--- Your task ---
Filter the entries below down to the lines that hold "autumn".

--- Given records ---
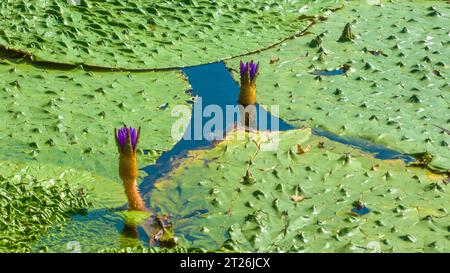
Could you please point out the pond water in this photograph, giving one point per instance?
(214, 84)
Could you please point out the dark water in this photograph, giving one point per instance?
(329, 72)
(214, 84)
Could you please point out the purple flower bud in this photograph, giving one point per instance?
(130, 133)
(249, 69)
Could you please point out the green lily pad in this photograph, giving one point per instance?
(68, 117)
(396, 91)
(213, 206)
(35, 199)
(143, 35)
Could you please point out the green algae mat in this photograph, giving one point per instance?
(149, 34)
(237, 197)
(68, 117)
(35, 199)
(397, 90)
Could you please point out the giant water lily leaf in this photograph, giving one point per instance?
(142, 34)
(68, 117)
(239, 197)
(396, 91)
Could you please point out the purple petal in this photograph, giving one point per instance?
(243, 68)
(133, 137)
(252, 70)
(122, 137)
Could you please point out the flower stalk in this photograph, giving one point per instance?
(249, 73)
(127, 140)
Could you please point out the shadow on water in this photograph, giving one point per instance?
(214, 85)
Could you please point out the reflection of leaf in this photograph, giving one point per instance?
(393, 93)
(268, 215)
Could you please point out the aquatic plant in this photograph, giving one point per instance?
(36, 199)
(249, 72)
(127, 140)
(347, 34)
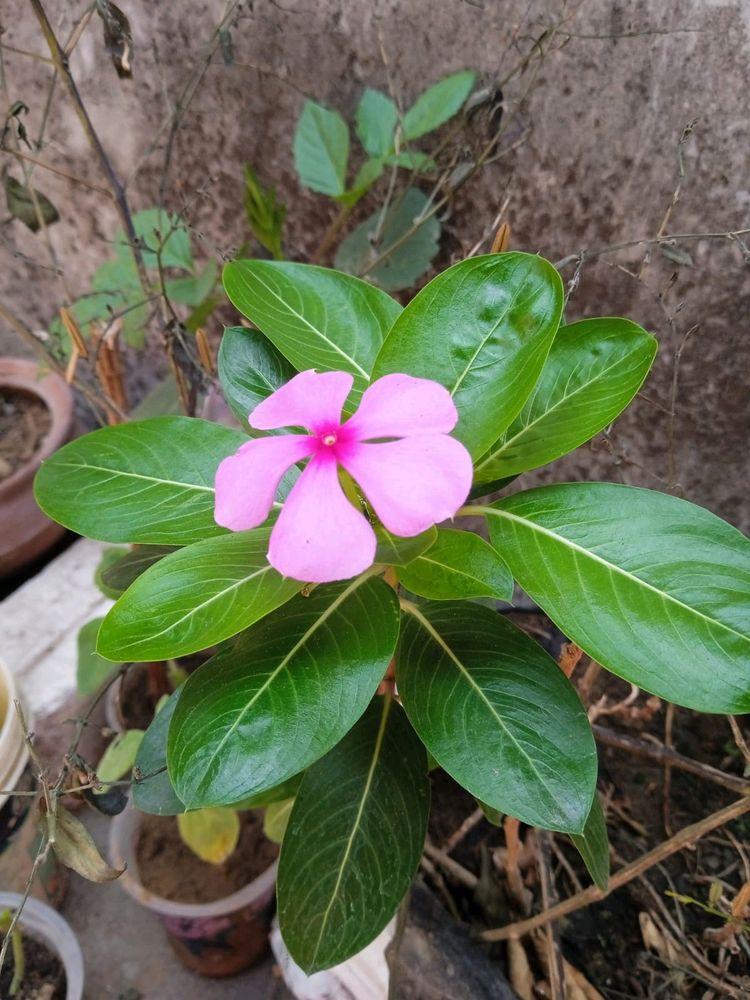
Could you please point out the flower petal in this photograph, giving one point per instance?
(412, 483)
(319, 536)
(247, 481)
(311, 399)
(401, 405)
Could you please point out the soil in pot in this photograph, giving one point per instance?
(44, 975)
(168, 868)
(24, 422)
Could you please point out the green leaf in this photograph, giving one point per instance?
(437, 104)
(284, 695)
(20, 202)
(193, 289)
(594, 369)
(161, 235)
(119, 757)
(593, 845)
(370, 171)
(411, 159)
(654, 588)
(403, 245)
(212, 834)
(516, 736)
(279, 793)
(321, 149)
(483, 329)
(118, 576)
(376, 122)
(354, 840)
(196, 597)
(459, 565)
(395, 551)
(148, 481)
(276, 819)
(153, 792)
(316, 317)
(250, 369)
(265, 213)
(110, 556)
(92, 670)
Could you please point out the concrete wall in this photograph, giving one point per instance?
(605, 111)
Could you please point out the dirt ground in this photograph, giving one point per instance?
(602, 117)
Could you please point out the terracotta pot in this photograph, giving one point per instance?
(27, 532)
(214, 939)
(43, 923)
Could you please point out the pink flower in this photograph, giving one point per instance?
(411, 483)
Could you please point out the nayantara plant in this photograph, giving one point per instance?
(358, 620)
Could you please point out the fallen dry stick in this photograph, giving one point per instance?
(683, 838)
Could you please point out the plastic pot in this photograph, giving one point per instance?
(42, 922)
(214, 939)
(27, 532)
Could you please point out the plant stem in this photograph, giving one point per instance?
(62, 66)
(592, 894)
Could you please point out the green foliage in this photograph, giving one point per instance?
(92, 669)
(482, 329)
(393, 248)
(117, 289)
(593, 845)
(321, 149)
(250, 369)
(316, 318)
(459, 565)
(652, 587)
(354, 839)
(265, 213)
(286, 713)
(322, 657)
(148, 481)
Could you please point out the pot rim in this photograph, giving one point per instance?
(42, 921)
(55, 393)
(122, 841)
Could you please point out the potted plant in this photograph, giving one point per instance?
(36, 418)
(43, 957)
(345, 595)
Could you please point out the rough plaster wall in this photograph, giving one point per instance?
(599, 167)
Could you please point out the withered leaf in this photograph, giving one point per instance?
(75, 848)
(21, 204)
(118, 38)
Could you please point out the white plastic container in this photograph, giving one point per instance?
(214, 939)
(44, 923)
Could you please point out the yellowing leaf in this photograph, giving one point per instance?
(212, 834)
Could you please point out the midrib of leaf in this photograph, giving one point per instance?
(612, 568)
(426, 625)
(357, 822)
(305, 637)
(452, 569)
(484, 340)
(199, 607)
(492, 455)
(134, 475)
(308, 324)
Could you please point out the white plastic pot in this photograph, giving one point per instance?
(42, 922)
(214, 939)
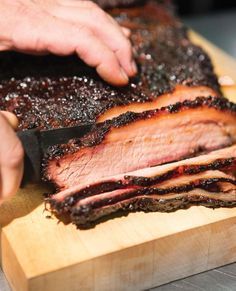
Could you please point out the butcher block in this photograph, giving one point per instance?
(135, 252)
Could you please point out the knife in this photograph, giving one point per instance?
(36, 142)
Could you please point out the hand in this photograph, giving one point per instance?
(11, 156)
(63, 27)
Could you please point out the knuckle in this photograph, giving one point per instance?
(91, 4)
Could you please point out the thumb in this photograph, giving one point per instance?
(11, 118)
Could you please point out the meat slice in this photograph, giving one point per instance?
(139, 140)
(211, 188)
(49, 92)
(223, 159)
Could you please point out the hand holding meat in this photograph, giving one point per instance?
(11, 156)
(67, 27)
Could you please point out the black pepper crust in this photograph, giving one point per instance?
(142, 200)
(100, 130)
(129, 181)
(50, 92)
(146, 204)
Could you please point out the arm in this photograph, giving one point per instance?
(64, 27)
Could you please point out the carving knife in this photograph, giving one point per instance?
(36, 142)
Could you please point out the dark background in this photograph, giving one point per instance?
(194, 7)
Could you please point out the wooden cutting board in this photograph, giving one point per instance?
(127, 253)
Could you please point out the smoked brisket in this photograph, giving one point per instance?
(172, 110)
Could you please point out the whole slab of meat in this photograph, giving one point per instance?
(166, 141)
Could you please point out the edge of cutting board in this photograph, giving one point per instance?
(127, 253)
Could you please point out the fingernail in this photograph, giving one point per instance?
(124, 75)
(134, 67)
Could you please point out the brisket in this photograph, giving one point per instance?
(172, 110)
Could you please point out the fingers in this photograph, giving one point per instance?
(107, 49)
(126, 31)
(11, 159)
(63, 38)
(108, 31)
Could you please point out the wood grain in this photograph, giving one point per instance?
(136, 252)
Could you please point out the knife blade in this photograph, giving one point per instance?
(35, 143)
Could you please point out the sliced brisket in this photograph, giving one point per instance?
(139, 140)
(119, 164)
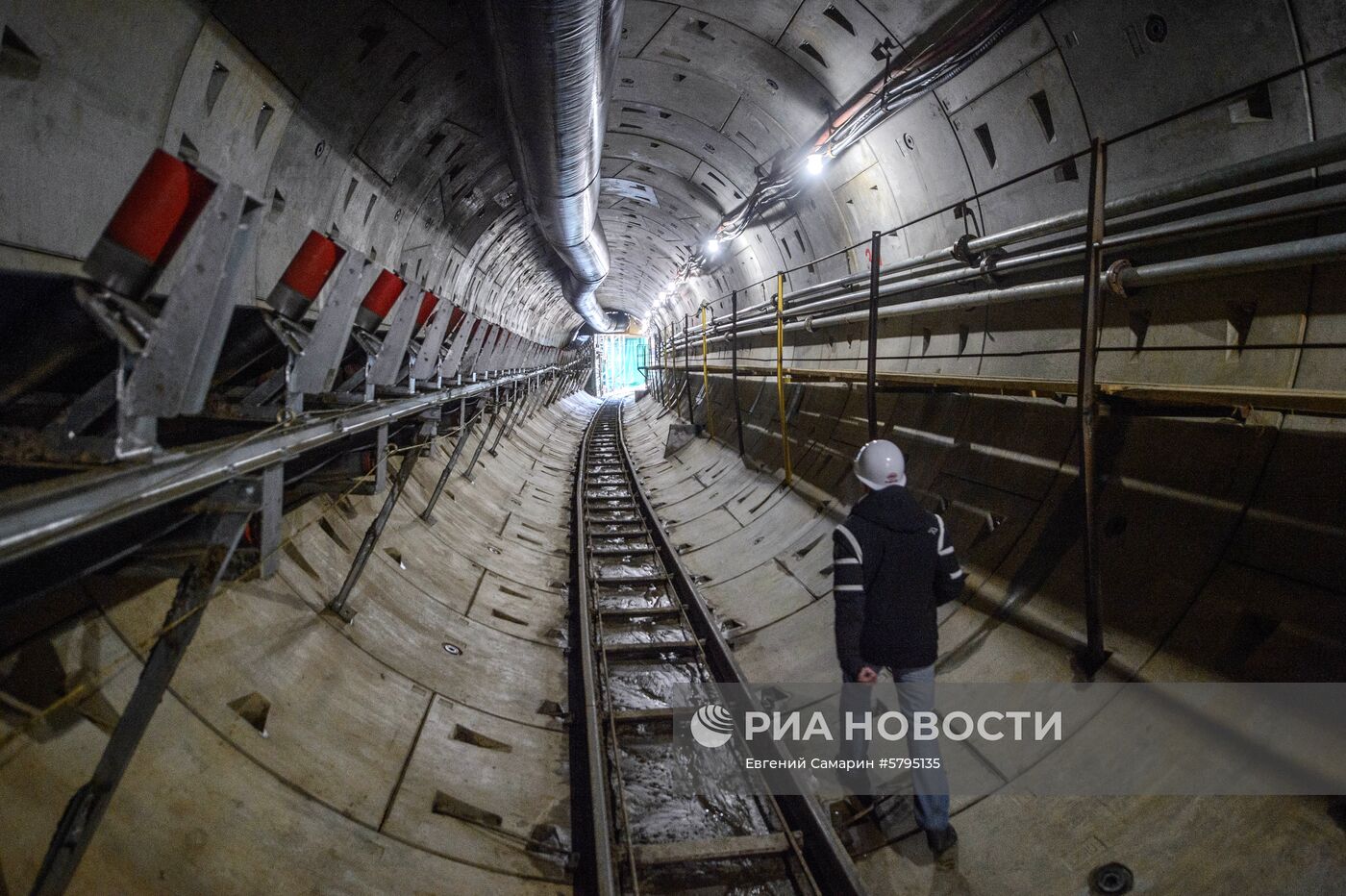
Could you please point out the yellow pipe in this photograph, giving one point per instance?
(780, 373)
(706, 378)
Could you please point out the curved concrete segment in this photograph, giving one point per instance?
(296, 752)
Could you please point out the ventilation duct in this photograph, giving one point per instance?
(554, 62)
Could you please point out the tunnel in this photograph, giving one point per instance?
(412, 410)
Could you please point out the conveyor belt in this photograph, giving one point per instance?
(643, 633)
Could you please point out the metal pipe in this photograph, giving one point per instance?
(780, 376)
(1267, 167)
(1090, 315)
(1284, 255)
(686, 373)
(734, 367)
(706, 380)
(1276, 164)
(555, 63)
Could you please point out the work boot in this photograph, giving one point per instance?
(942, 841)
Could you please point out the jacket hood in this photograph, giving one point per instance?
(892, 508)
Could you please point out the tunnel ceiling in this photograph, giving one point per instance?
(706, 94)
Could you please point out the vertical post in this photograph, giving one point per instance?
(871, 371)
(734, 366)
(272, 518)
(486, 435)
(780, 374)
(1093, 656)
(706, 377)
(686, 369)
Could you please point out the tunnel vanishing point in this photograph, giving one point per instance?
(404, 401)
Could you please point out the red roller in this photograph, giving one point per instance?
(427, 309)
(306, 275)
(380, 300)
(148, 225)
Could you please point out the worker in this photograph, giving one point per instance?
(892, 565)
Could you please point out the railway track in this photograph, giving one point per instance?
(643, 634)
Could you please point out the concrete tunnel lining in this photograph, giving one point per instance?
(386, 761)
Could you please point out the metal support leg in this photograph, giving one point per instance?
(471, 464)
(464, 430)
(272, 518)
(231, 508)
(376, 529)
(1093, 656)
(686, 369)
(381, 459)
(505, 425)
(871, 391)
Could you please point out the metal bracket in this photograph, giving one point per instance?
(172, 374)
(392, 353)
(453, 358)
(1116, 270)
(964, 255)
(315, 369)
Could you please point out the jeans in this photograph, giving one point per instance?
(915, 693)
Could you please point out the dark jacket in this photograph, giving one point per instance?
(892, 565)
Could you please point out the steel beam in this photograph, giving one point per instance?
(50, 512)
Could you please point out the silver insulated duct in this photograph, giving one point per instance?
(554, 62)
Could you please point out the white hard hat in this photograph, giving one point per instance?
(881, 464)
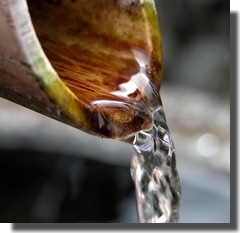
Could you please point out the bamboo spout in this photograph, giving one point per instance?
(60, 58)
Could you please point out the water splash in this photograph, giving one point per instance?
(155, 175)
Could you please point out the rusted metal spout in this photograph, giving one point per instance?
(59, 57)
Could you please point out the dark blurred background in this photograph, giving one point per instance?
(50, 172)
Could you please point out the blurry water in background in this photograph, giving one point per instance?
(50, 172)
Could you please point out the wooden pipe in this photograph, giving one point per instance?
(67, 59)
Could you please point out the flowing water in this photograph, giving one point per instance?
(153, 167)
(155, 175)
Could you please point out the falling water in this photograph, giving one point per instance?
(155, 174)
(153, 166)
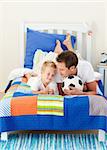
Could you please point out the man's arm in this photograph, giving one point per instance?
(91, 90)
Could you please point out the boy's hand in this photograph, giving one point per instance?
(50, 91)
(28, 76)
(73, 91)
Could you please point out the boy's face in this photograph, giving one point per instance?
(63, 70)
(49, 74)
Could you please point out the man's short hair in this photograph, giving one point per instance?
(69, 58)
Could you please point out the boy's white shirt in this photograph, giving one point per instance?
(37, 85)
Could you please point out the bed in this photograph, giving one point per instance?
(20, 109)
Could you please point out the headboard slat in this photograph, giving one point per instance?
(80, 29)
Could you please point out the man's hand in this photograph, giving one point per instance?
(73, 91)
(50, 91)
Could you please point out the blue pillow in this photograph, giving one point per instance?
(40, 40)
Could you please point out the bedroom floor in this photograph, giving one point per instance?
(45, 141)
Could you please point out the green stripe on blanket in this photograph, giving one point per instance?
(50, 105)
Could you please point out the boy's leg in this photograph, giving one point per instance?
(67, 42)
(58, 50)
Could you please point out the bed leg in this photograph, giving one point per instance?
(101, 135)
(4, 136)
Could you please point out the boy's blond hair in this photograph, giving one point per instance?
(48, 64)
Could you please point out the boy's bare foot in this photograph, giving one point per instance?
(58, 48)
(67, 42)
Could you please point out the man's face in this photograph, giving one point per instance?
(63, 70)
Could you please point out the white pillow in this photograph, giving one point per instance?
(40, 57)
(19, 72)
(98, 76)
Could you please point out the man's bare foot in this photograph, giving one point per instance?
(67, 42)
(58, 48)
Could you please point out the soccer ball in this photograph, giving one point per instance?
(72, 81)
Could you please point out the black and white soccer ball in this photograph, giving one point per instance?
(72, 81)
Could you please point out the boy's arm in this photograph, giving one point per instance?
(91, 90)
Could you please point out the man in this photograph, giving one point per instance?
(68, 64)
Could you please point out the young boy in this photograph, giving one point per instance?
(68, 64)
(44, 83)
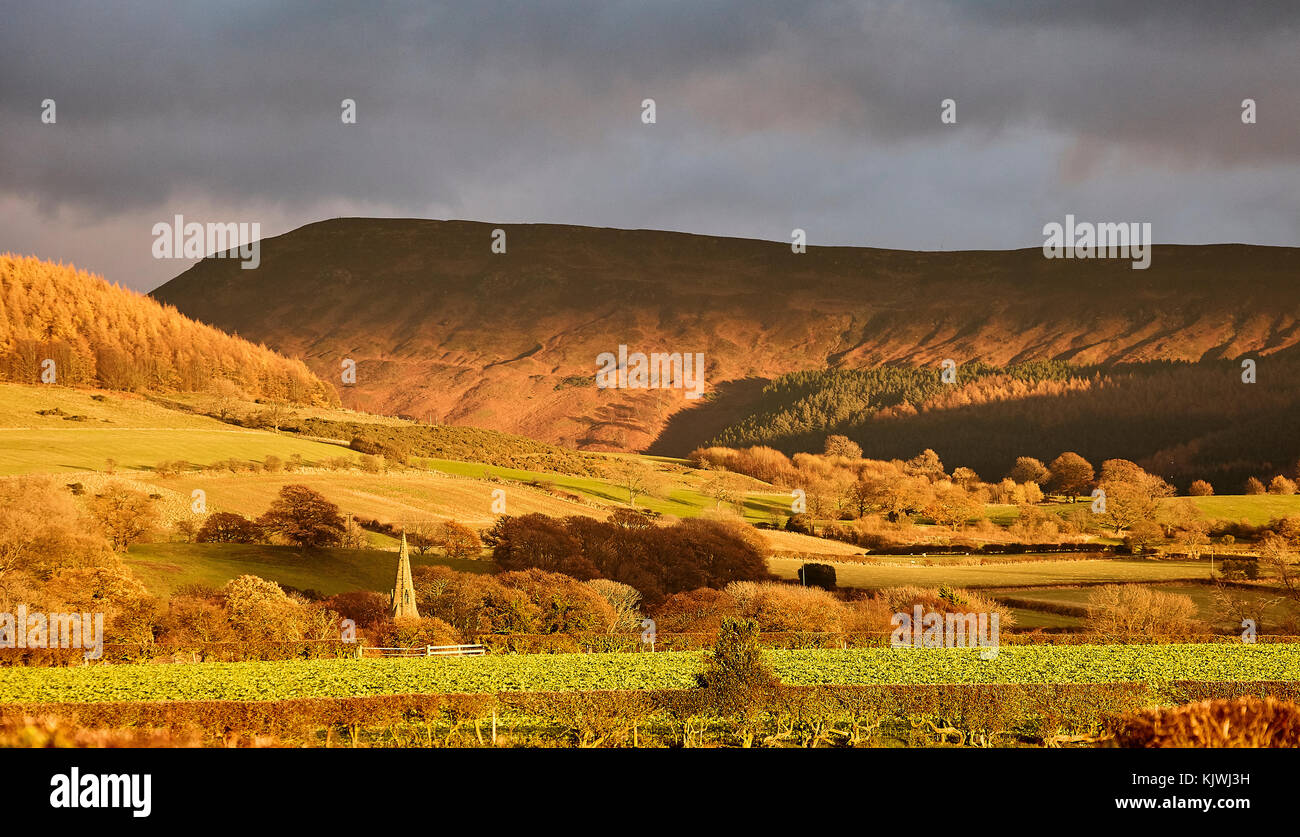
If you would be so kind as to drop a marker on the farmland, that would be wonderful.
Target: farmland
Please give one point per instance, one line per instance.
(1022, 573)
(583, 672)
(165, 567)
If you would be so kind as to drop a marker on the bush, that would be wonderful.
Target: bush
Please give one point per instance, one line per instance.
(1130, 611)
(1281, 485)
(736, 676)
(801, 523)
(228, 528)
(1247, 721)
(818, 576)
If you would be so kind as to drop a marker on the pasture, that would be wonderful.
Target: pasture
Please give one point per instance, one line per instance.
(676, 669)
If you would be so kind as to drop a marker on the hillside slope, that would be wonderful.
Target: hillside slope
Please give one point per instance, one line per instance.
(443, 329)
(100, 334)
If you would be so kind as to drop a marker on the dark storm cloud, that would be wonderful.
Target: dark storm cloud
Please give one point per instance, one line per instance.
(771, 115)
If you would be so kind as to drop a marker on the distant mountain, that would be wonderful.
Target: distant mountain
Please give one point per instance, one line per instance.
(79, 330)
(441, 328)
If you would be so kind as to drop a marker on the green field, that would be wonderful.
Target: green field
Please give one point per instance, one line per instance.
(1255, 508)
(131, 430)
(681, 499)
(1025, 573)
(581, 672)
(164, 567)
(1266, 607)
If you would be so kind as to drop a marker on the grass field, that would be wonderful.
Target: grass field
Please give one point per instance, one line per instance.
(397, 497)
(133, 432)
(681, 497)
(581, 672)
(1266, 607)
(164, 567)
(1255, 508)
(1025, 573)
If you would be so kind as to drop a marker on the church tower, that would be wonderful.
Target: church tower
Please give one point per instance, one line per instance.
(402, 603)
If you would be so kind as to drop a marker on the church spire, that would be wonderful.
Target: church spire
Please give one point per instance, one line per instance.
(402, 602)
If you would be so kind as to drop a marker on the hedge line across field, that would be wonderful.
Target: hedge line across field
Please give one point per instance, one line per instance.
(805, 715)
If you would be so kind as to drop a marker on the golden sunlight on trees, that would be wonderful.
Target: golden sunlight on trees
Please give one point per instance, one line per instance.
(100, 334)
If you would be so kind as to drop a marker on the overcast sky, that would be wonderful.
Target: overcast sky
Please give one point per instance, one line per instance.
(770, 117)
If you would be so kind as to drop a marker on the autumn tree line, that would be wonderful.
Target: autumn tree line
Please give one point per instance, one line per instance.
(1186, 421)
(100, 334)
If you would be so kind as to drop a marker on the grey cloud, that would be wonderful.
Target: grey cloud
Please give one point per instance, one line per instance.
(823, 112)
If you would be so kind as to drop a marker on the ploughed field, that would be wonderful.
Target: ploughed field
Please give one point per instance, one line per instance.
(585, 672)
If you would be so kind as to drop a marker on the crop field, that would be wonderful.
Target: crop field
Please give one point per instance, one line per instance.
(583, 672)
(1025, 573)
(164, 567)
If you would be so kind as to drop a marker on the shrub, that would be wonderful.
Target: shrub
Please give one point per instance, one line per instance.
(818, 576)
(303, 517)
(1131, 611)
(801, 523)
(1246, 721)
(228, 528)
(736, 676)
(1281, 485)
(696, 611)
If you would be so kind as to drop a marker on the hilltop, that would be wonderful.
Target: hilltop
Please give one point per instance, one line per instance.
(445, 330)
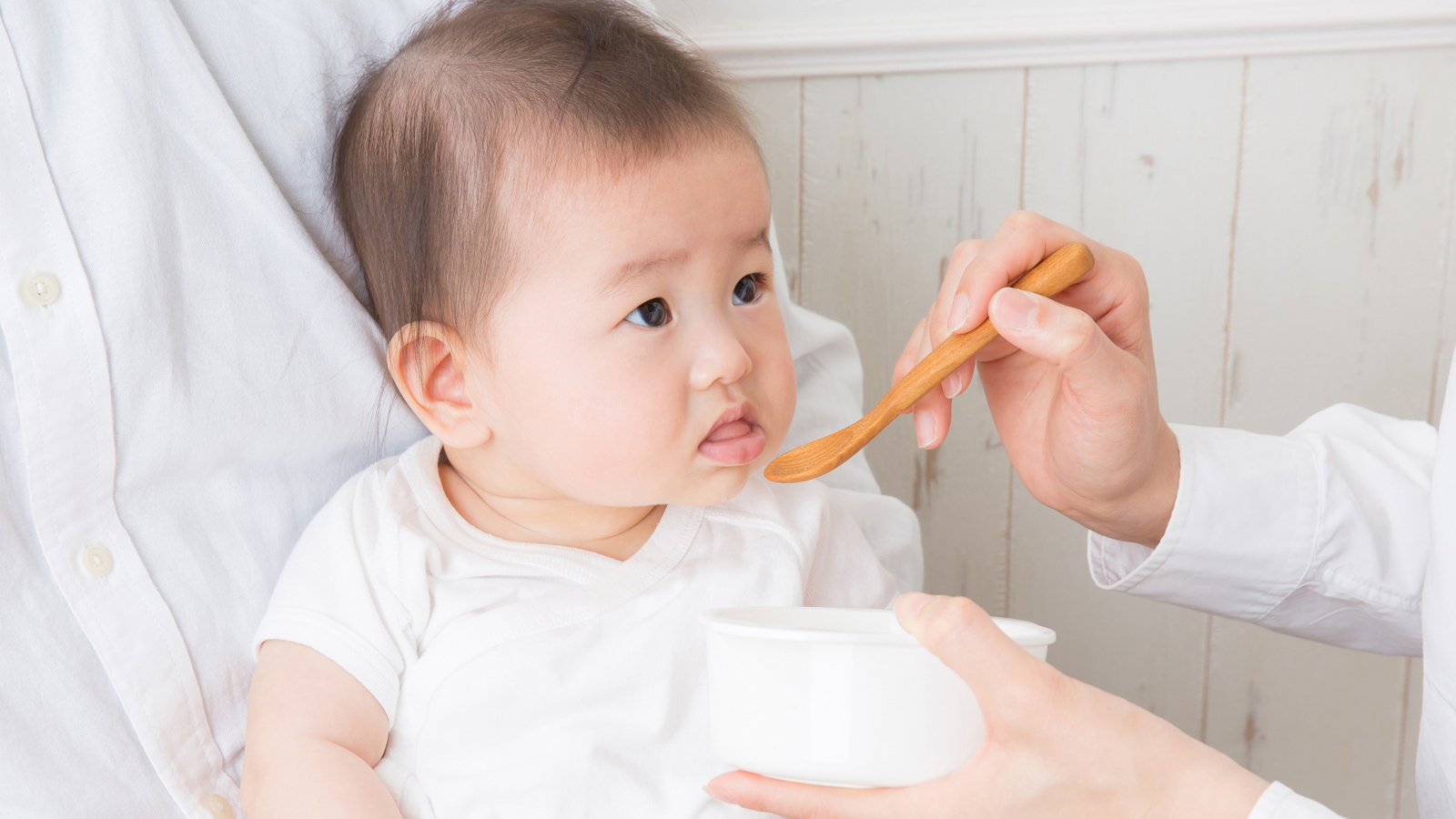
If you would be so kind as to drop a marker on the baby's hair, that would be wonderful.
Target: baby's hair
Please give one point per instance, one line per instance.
(485, 101)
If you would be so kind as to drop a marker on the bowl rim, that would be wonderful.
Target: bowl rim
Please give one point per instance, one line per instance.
(733, 622)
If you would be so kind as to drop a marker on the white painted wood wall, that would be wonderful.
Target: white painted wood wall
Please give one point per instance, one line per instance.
(1295, 219)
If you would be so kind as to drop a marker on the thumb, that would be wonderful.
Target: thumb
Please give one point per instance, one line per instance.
(966, 639)
(1057, 334)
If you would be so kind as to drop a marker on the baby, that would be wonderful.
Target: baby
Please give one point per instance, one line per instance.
(564, 223)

--- Task output ---
If you would be so kind as to drop a marker on the autumn tree line, that would be wonderful.
Target: autumn tree line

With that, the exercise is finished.